:: ページ抜粋 ::
+---+
No.202020.4.30

新型コロナウイルス感染症による雇用調整助成金の特例措置拡大

(令和2年4月30日更新)

 

雇用調整助成金

そもそも雇用調整助成金とは、昭和56年(西暦1981年)に設けられた助成金で、景気の後退等、経済上の理由により事業活動の縮小を余儀なくされ、雇用調整を行わざるを得ない事業主が、労働者に対して一時的に休業、教育訓練又は出向(以下、「休業等」といいます。)を行い、労働者の雇用を維持した場合に、休業手当、賃金等の一部を助成するものです。  とりわけ、平成20年秋のリーマン・ショックを受けて助成内容が大幅に改訂され、更に今回のコロナウイルス感染症の拡散にあたり、更なる特例措置での拡充が行われました。

 

対象労働者・対象業種を拡大

新型コロナウイルス感染症の拡大による休業要請や営業自粛が広がり、雇用調整助成金の活用を検討する事業者がウナギ登りに増えています。

厚生労働省では、4月1日から6月30日までの間の休業等について、雇用保険被保険者でないパート、アルバイト等週当たりの労働時間が20時間未満の労働者、4月入社で1日も出社していない新入社員の休業等も対象としました。更に急遽、風俗関連事業者の休業等も対象に加えました。

 

解雇なしで9/10、解雇ありは4/5の助成

助成率が引き上げられ、解雇等を行わない中小企業の場合は9/10(従前は2/3)、大企業でも3/4(従前は1/2)となっています(解雇等を行った場合は、中小企業4/5、大企業3/4)。

加藤勝信厚生労働大臣は4月25日、中小企業が都道府県知事の要請で休業や営業時間を短縮した場合、従業員に支払う休業手当に対する助成率を10割に引き上げると公表しました。  なお、助成率を10割にするのは、休業手当として賃金全額支給か、1人1日当たりの支給上限となる8330円以上を払っている場合となっております。また、通常の助成率は知事の要請を受けていなくても、休業手当のうち賃金の6割を超える部分については、助成率を10割に上げるとの内容を公表しました。

いずれの拡充措置も、従業員を1人も解雇せずに、雇用を維持した中小企業が対象で、過去にさかのぼって4月8日以降の休業に適用するとしております。

ただし、雇用調整助成金の日額の上限は従来通り1人当たり日額8330円です。今後も引き続き政府見解の推移を見守る必要があります。

 

記載事項・添付書類の省略等により手続きを簡素化(現状)
+---+
:: 取り組む課題 ::
• 1. 雇用調整助成金の特例措置についての文章によると、雇用調整助成金の日額の上限はいくらか。
• 2. 雇用調整助成金の特例措置についての文章から、「助成率が引き上げられ、解雇等」を含む語句で始まり「記載事項・添付書類の省略等により手続きを簡素化(現状)」で終わる部分を、一字も変えずに書き写すこと。
このリストはここでの作業には関わらない。
+---+
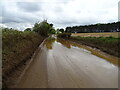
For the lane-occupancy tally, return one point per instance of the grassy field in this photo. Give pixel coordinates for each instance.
(109, 45)
(107, 34)
(17, 48)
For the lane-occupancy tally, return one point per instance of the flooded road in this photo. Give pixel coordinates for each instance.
(64, 64)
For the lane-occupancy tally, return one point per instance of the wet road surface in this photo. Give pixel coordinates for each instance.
(64, 64)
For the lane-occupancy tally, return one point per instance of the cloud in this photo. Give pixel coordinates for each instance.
(61, 13)
(29, 6)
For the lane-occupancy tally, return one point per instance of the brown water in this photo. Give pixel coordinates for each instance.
(64, 64)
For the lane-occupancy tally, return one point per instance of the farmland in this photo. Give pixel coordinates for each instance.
(104, 34)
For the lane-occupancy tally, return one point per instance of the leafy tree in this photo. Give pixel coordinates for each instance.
(43, 28)
(27, 29)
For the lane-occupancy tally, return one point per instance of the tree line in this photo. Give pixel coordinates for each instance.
(109, 27)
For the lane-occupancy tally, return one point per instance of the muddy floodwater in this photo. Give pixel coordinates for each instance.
(64, 64)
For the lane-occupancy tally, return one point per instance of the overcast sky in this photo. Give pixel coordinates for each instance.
(22, 14)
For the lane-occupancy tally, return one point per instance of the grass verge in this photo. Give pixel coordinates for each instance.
(109, 45)
(17, 48)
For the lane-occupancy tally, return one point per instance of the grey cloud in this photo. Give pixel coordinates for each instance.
(29, 6)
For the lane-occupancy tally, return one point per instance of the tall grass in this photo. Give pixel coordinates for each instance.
+---+
:: 解答一覧 ::
• 1. 1人当たり日額8330円。

• 2.
助成率が引き上げられ、解雇等を行わない中小企業の場合は9/10(従前は2/3)、大企業でも3/4(従前は1/2)となっています(解雇等を行った場合は、中小企業4/5、大企業3/4)。

加藤勝信厚生労働大臣は4月25日、中小企業が都道府県知事の要請で休業や営業時間を短縮した場合、従業員に支払う休業手当に対する助成率を10割に引き上げると公表しました。  なお、助成率を10割にするのは、休業手当として賃金全額支給か、1人1日当たりの支給上限となる8330円以上を払っている場合となっております。また、通常の助成率は知事の要請を受けていなくても、休業手当のうち賃金の6割を超える部分については、助成率を10割に上げるとの内容を公表しました。

いずれの拡充措置も、従業員を1人も解雇せずに、雇用を維持した中小企業が対象で、過去にさかのぼって4月8日以降の休業に適用するとしております。

ただし、雇用調整助成金の日額の上限は従来通り1人当たり日額8330円です。今後も引き続き政府見解の推移を見守る必要があります。

 

記載事項・添付書類の省略等により手続きを簡素化(現状)